• _Record excerpts_
BEGIN

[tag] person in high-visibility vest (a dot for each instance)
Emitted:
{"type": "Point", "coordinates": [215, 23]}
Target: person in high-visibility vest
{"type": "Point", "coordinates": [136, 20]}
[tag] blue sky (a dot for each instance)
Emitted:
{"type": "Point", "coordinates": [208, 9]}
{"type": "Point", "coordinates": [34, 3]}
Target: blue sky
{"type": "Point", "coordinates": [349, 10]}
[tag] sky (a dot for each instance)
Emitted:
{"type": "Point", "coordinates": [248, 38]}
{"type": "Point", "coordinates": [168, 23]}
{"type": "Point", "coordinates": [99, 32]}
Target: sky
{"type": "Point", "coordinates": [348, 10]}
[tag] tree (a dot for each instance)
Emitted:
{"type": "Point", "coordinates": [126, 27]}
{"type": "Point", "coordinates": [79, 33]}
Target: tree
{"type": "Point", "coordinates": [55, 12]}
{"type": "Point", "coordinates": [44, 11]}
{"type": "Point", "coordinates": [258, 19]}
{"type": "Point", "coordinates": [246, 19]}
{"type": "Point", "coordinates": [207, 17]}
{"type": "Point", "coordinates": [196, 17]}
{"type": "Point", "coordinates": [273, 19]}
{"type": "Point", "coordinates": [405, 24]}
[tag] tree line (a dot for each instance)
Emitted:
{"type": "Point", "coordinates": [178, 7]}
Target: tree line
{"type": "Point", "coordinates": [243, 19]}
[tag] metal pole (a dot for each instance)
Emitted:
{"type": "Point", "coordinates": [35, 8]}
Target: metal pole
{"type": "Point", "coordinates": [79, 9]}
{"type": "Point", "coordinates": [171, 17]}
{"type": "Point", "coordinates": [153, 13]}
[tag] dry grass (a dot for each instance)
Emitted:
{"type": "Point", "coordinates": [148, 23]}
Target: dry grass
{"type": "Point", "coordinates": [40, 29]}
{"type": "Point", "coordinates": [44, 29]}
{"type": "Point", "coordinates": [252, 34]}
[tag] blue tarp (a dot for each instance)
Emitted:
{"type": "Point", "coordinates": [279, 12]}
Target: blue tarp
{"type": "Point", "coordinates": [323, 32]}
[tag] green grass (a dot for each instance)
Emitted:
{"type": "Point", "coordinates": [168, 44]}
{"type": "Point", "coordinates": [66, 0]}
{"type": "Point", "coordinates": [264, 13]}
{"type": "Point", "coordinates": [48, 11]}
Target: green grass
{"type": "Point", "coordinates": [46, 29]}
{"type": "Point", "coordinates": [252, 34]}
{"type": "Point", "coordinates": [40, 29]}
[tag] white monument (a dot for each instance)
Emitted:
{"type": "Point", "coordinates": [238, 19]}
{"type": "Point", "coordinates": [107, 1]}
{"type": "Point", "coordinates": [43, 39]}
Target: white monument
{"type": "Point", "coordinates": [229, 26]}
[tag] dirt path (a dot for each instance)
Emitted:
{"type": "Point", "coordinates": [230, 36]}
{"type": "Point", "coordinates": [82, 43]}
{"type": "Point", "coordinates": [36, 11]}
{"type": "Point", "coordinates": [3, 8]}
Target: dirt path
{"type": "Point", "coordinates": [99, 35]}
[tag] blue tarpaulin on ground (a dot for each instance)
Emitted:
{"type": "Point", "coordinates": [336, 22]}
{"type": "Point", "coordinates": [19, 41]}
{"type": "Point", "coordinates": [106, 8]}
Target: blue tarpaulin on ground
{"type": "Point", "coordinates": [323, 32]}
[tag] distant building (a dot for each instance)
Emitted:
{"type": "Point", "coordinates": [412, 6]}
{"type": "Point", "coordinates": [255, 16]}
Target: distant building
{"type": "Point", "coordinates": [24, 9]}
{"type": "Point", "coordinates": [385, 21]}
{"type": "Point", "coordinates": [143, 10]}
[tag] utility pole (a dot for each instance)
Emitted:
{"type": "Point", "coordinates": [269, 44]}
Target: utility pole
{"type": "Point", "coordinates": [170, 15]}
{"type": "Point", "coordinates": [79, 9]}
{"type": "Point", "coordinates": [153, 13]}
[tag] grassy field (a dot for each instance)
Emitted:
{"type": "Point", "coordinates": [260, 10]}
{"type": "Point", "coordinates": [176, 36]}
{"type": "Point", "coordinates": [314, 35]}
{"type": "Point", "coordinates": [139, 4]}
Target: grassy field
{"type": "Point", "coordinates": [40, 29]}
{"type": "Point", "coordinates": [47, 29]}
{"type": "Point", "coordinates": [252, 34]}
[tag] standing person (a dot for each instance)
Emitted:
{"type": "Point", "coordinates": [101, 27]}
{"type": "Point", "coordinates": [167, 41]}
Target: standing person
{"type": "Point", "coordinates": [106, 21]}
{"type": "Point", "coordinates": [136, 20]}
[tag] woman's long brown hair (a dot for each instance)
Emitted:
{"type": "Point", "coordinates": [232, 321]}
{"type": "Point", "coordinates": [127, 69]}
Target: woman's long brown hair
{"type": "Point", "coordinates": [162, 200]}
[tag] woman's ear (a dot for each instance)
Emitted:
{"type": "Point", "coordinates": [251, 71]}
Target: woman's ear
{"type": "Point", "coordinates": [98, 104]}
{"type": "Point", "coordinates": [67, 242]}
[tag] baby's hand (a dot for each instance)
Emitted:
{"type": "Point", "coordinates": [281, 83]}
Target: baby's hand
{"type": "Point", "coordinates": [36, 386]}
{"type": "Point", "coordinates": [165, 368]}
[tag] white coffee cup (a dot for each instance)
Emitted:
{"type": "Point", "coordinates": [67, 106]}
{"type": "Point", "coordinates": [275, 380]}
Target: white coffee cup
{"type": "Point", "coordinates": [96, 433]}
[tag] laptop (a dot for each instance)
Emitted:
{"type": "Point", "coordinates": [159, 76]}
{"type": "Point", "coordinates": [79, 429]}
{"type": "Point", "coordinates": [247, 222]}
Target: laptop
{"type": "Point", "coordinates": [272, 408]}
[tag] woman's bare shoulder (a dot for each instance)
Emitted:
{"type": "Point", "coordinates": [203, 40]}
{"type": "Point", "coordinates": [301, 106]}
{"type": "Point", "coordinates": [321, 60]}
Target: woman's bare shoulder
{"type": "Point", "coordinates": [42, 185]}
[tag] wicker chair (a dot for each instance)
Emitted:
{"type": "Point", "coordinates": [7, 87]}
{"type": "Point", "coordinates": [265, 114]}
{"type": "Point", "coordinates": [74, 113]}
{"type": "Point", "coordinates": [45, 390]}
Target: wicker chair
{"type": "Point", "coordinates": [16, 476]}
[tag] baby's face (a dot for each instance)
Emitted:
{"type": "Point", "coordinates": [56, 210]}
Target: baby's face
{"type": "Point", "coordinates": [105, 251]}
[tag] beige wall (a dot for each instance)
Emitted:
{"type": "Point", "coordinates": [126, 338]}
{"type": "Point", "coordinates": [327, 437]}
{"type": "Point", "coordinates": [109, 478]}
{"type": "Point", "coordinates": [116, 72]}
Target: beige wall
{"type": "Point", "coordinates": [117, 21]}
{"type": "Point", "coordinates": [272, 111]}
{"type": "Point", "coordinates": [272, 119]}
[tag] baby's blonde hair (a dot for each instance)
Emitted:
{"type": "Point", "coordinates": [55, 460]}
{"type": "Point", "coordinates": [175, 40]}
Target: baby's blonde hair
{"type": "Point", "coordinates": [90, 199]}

END

• _Assignment_
The answer is to be the complete listing, transcribed exactly.

• _Task result_
[tag] person in high-visibility vest (a dot for each instance)
Emitted:
{"type": "Point", "coordinates": [215, 23]}
Target: person in high-visibility vest
{"type": "Point", "coordinates": [136, 20]}
[tag] blue sky (a dot for each instance)
Emitted:
{"type": "Point", "coordinates": [208, 9]}
{"type": "Point", "coordinates": [34, 3]}
Target: blue sky
{"type": "Point", "coordinates": [349, 10]}
[tag] sky (a dot for each instance)
Emitted:
{"type": "Point", "coordinates": [248, 38]}
{"type": "Point", "coordinates": [168, 23]}
{"type": "Point", "coordinates": [99, 32]}
Target: sky
{"type": "Point", "coordinates": [348, 10]}
[tag] tree (a dot for each instance)
Emitted:
{"type": "Point", "coordinates": [126, 27]}
{"type": "Point", "coordinates": [79, 33]}
Target: tree
{"type": "Point", "coordinates": [55, 12]}
{"type": "Point", "coordinates": [44, 11]}
{"type": "Point", "coordinates": [258, 19]}
{"type": "Point", "coordinates": [246, 19]}
{"type": "Point", "coordinates": [207, 17]}
{"type": "Point", "coordinates": [196, 17]}
{"type": "Point", "coordinates": [273, 19]}
{"type": "Point", "coordinates": [405, 24]}
[tag] tree line (a dot for each instance)
Emitted:
{"type": "Point", "coordinates": [178, 7]}
Target: tree line
{"type": "Point", "coordinates": [243, 19]}
[tag] metal pole (a dot for each instance)
Emitted:
{"type": "Point", "coordinates": [35, 8]}
Target: metal pole
{"type": "Point", "coordinates": [79, 9]}
{"type": "Point", "coordinates": [171, 17]}
{"type": "Point", "coordinates": [153, 13]}
[tag] dry grass (a dot for each instance)
Emitted:
{"type": "Point", "coordinates": [148, 23]}
Target: dry grass
{"type": "Point", "coordinates": [40, 29]}
{"type": "Point", "coordinates": [44, 29]}
{"type": "Point", "coordinates": [252, 34]}
[tag] blue tarp (a dot for each instance)
Emitted:
{"type": "Point", "coordinates": [279, 12]}
Target: blue tarp
{"type": "Point", "coordinates": [323, 32]}
[tag] green grass (a dot for each instance)
Emitted:
{"type": "Point", "coordinates": [168, 44]}
{"type": "Point", "coordinates": [66, 0]}
{"type": "Point", "coordinates": [264, 13]}
{"type": "Point", "coordinates": [48, 11]}
Target: green grass
{"type": "Point", "coordinates": [46, 29]}
{"type": "Point", "coordinates": [252, 34]}
{"type": "Point", "coordinates": [40, 29]}
[tag] white monument (a dot for each instance)
Emitted:
{"type": "Point", "coordinates": [238, 19]}
{"type": "Point", "coordinates": [107, 1]}
{"type": "Point", "coordinates": [43, 39]}
Target: white monument
{"type": "Point", "coordinates": [229, 26]}
[tag] dirt path (a dot for each instance)
Emitted:
{"type": "Point", "coordinates": [230, 36]}
{"type": "Point", "coordinates": [82, 43]}
{"type": "Point", "coordinates": [36, 11]}
{"type": "Point", "coordinates": [3, 8]}
Target: dirt path
{"type": "Point", "coordinates": [99, 35]}
[tag] blue tarpaulin on ground (a dot for each instance)
Emitted:
{"type": "Point", "coordinates": [336, 22]}
{"type": "Point", "coordinates": [19, 41]}
{"type": "Point", "coordinates": [106, 8]}
Target: blue tarpaulin on ground
{"type": "Point", "coordinates": [323, 32]}
[tag] distant building (a dot for each instance)
Emitted:
{"type": "Point", "coordinates": [412, 6]}
{"type": "Point", "coordinates": [255, 16]}
Target: distant building
{"type": "Point", "coordinates": [24, 9]}
{"type": "Point", "coordinates": [385, 21]}
{"type": "Point", "coordinates": [143, 10]}
[tag] utility pole (a dot for each instance)
Emitted:
{"type": "Point", "coordinates": [269, 44]}
Target: utility pole
{"type": "Point", "coordinates": [170, 15]}
{"type": "Point", "coordinates": [79, 9]}
{"type": "Point", "coordinates": [153, 13]}
[tag] grassy field (a dot for each instance)
Emitted:
{"type": "Point", "coordinates": [260, 10]}
{"type": "Point", "coordinates": [176, 36]}
{"type": "Point", "coordinates": [314, 35]}
{"type": "Point", "coordinates": [139, 4]}
Target: grassy field
{"type": "Point", "coordinates": [40, 29]}
{"type": "Point", "coordinates": [47, 29]}
{"type": "Point", "coordinates": [252, 34]}
[tag] standing person (a dot for each instance)
Emitted:
{"type": "Point", "coordinates": [101, 27]}
{"type": "Point", "coordinates": [167, 41]}
Target: standing person
{"type": "Point", "coordinates": [106, 21]}
{"type": "Point", "coordinates": [136, 20]}
[tag] woman's long brown hair (a dot for each instance)
Emitted:
{"type": "Point", "coordinates": [232, 321]}
{"type": "Point", "coordinates": [127, 69]}
Target: woman's long brown hair
{"type": "Point", "coordinates": [162, 200]}
[tag] woman's ear (a dot for each instance)
Emitted:
{"type": "Point", "coordinates": [251, 71]}
Target: woman's ear
{"type": "Point", "coordinates": [98, 104]}
{"type": "Point", "coordinates": [67, 242]}
[tag] baby's hand (a dot for each instance)
Emitted:
{"type": "Point", "coordinates": [281, 83]}
Target: baby's hand
{"type": "Point", "coordinates": [36, 386]}
{"type": "Point", "coordinates": [165, 368]}
[tag] white coffee cup (a dot for each instance)
Emitted:
{"type": "Point", "coordinates": [67, 106]}
{"type": "Point", "coordinates": [275, 380]}
Target: white coffee cup
{"type": "Point", "coordinates": [96, 433]}
[tag] laptop (a dot for each instance)
Emitted:
{"type": "Point", "coordinates": [159, 76]}
{"type": "Point", "coordinates": [79, 429]}
{"type": "Point", "coordinates": [247, 222]}
Target: laptop
{"type": "Point", "coordinates": [272, 408]}
[tag] woman's bare shoulder (a dot for each instance)
Emitted:
{"type": "Point", "coordinates": [203, 40]}
{"type": "Point", "coordinates": [301, 106]}
{"type": "Point", "coordinates": [321, 60]}
Target: woman's bare shoulder
{"type": "Point", "coordinates": [42, 185]}
[tag] wicker chair (a dot for each instance)
Emitted:
{"type": "Point", "coordinates": [7, 87]}
{"type": "Point", "coordinates": [265, 114]}
{"type": "Point", "coordinates": [74, 113]}
{"type": "Point", "coordinates": [45, 390]}
Target: wicker chair
{"type": "Point", "coordinates": [16, 476]}
[tag] baby's face (a dot for each instance)
Emitted:
{"type": "Point", "coordinates": [56, 210]}
Target: baby's face
{"type": "Point", "coordinates": [105, 251]}
[tag] beige wall (a dot for each instance)
Emitted:
{"type": "Point", "coordinates": [126, 338]}
{"type": "Point", "coordinates": [327, 437]}
{"type": "Point", "coordinates": [109, 478]}
{"type": "Point", "coordinates": [116, 72]}
Target: beige wall
{"type": "Point", "coordinates": [117, 21]}
{"type": "Point", "coordinates": [272, 111]}
{"type": "Point", "coordinates": [272, 119]}
[tag] baby's blonde hair (a dot for each instance)
Emitted:
{"type": "Point", "coordinates": [55, 460]}
{"type": "Point", "coordinates": [175, 40]}
Target: baby's blonde hair
{"type": "Point", "coordinates": [90, 199]}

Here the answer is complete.